Put every line of the records below into a numbered list, and leave out any blank lines.

[Stored data entries]
-- BEGIN --
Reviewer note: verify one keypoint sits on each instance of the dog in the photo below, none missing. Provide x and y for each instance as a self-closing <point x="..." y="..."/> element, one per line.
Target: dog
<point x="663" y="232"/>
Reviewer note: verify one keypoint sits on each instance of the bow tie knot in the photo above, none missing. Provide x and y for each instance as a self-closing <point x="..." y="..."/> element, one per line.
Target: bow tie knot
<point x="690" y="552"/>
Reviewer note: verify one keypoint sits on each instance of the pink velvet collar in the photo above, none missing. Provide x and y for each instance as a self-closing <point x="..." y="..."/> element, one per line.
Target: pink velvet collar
-- END --
ANSWER FOR THE TASK:
1. Reviewer note: verify one keypoint sits on each instance of the dog in the photo below, none missing. Provide x and y for each instance as a self-closing <point x="..." y="..."/> element, one per line.
2. Target: dog
3. <point x="663" y="232"/>
4. Reviewer note: verify one keypoint sits on each instance of the bow tie knot in the photo above, none missing. Provide x and y for each instance as a self-closing <point x="..." y="..."/> element, one per line.
5. Target: bow tie knot
6. <point x="690" y="552"/>
7. Reviewer note: verify one keypoint sits on each instance of the pink velvet collar in the photo above, none missing. Provide x and y for each instance as a self-closing <point x="..." y="..."/> element, one per line.
8. Target: pink velvet collar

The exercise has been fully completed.